Text excerpt:

<<<<

ON ARCHITECTURE- Western migration? 'Workforce' funds might slow the exodus
One of the cruel ironies of Charlottesville's booming real estate market over the last decade is that the people who keep the popular city humming−nurses, teachers, firefighters, police officers, administrators, and other public and private community servants−can't afford to live here.
The median sales price for a house in the City is around $250,000 these days, and nearly 50 percent of City renters pay more than 30 percent of their income for rent. Meanwhile, despite the rising cost of housing, wages in the area have barely budged (while living-wage proponents have been handcuffed and jailed)– the median family income in the city is still slightly below the national average at $45,486, and over $30,000 below Virginia's state average, according to the U.S. Census Bureau.
To make matters worse, the statistics tell only part of the story. As anyone who has lived and worked here for a while knows, $250K doesn't buy much in the city, and a working class family is lucky to bring in $45,000 a year.
There's no easy answer to affordable housing. After all, how do you control a free market? People want to live here, it's a small place, developers are in business to make a profit, and homesellers want to get what the market will allow.
As a colleague recently joked to local real estate agent and blogger Jim Duncan, "Waynesboro is Charlottesville's answer to affordable housing."
"Yes, he was joking," says Duncan, "but he also had a point. Everything's about $50,000 cheaper, and it's not that far away."
Still, Duncan recognizes the need for affordable housing closer to home, especially for people who work here and aren't needy enough to qualify for federal financing assistance. One answer, he and others believe, is the development of "workforce" housing funds like the one the Charlottesville Area Association of Realtors (CAAR) established in 2004.
CAAR's Work Force Housing fund offers no-interest, no-payment loans to qualified first-time home-buying teachers, nurses, police officers, and fire fighters who can't afford a house in the area where they live. But here's the catch: When they sell their home, the loan is returned to the fund and a percentage of the equity earned is placed in the fund to assist the next round of first-time home-buyers.

>>>>

Your instructions: Carry on the column about workforce housing in Charlottesville from the point where it stops, picking up right after its last sentence.

Data extract:
<<<<

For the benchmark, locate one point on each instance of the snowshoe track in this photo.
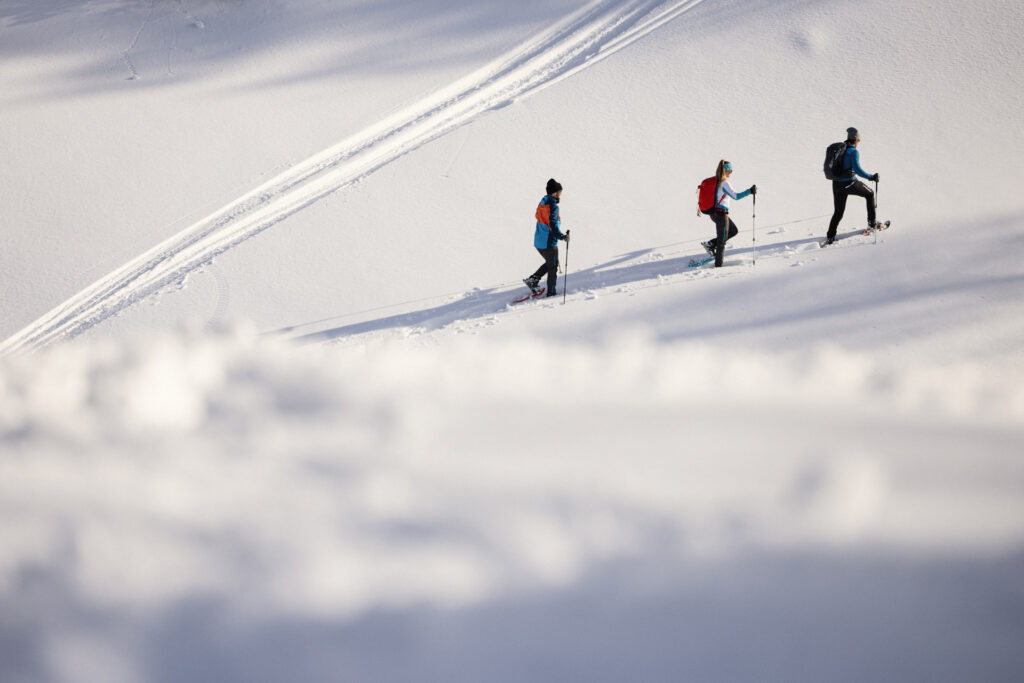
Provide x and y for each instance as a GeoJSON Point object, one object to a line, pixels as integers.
{"type": "Point", "coordinates": [584, 39]}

>>>>

Output of the task:
For example, if first-time buyers qualify for a $160,000 mortgage, and the only suitable house they can find is $180,000, the fund lends them the $20,000 shortfall. The home-buyers pay no interest and make no payments on the loan while they own the house, but when they sell, the fund gets the loan back plus a percentage of the equity earned that's equal to the percentage loaned.
Essentially, you pay back the loan with the appreciation. And even if the pace of appreciation slows down, you're paying only a fixed percentage of the equity earned.
Duncan says he has used the CAAR fund to help several working people buy homes. "My clients said it changed their life, that they couldn't have afforded a home without the fund," he says proudly.
"Putting money back into the fund was key to our program," says CAAR CEO Dave Phillips. "It's not a gift. They have to pay it back so more people can be helped down the road."
That's the idea behind a new workforce housing fund launched last week on the steps of the Venable School. On Thursday, September 28 the Peidmont Housing Alliance−in association with the Charlottesville Regional Chamber of Commerce, CAAR, and the City of Charlottesville−announced the formation of the Thomas Jefferson Community Workforce Housing Fund, a kind of über workforce fund based on CAAR's model.
"This was a dream of ours, that it would grow beyond CAAR," says Phillips. "They can help more people than we could with our fund."
"I think this is awesome," says Duncan about the launch of the new fund. "They're going to be able to tap into many more resources than CAAR could."
TJ fund chair Cheri Lewis says the organization hopes to make its first loan by the end of the year and raise $10 million in the next five years. Lewis says the City and County have each already contributed a quarter-million dollars each to the fund.
"The CAAR program was tailored more toward traditional workplace people− firefighters, policeman, teachers−" says Lewis. "Ours will benefit anybody in the workforce−construction and restaurant workers, even reporters−anybody who can't afford to buy a home in their area."
Lewis, who compares the launch of the fund to launching a ship for an extended voyage, says she wants the fund to be around for a long time.
"We're bascially bringing together a network of people to help plug the affordability gap," says Lewis, "which has grown and grown during the last several years, while wages in the area have not really grown at all."
Recent market trends may also be helping to plug the gap.
According to CAAR's second quarter 2006 real estate market analysis, the glut of available houses for sale (2669 listings compared to 1368 last year) has helped keep the median sales price for a house in the city the same as it was last year. In addition, there's been an "explosion" of condo sales in the last year (133 compared to an average of 30 to 40 over the previous several years), which pushed home sales for the quarter up over 80 percent in a supposedly slow real estate market.
"While some of the new condos are higher priced luxury units designed for aging baby-boomers looking for a low maintenance lifestyle," says the CAAR analysis, "most are affordable units being snapped up by investors, first-time home buyers, and members of the Charlottesville workforce."
Maybe there's an alternative to Waynesboro after all.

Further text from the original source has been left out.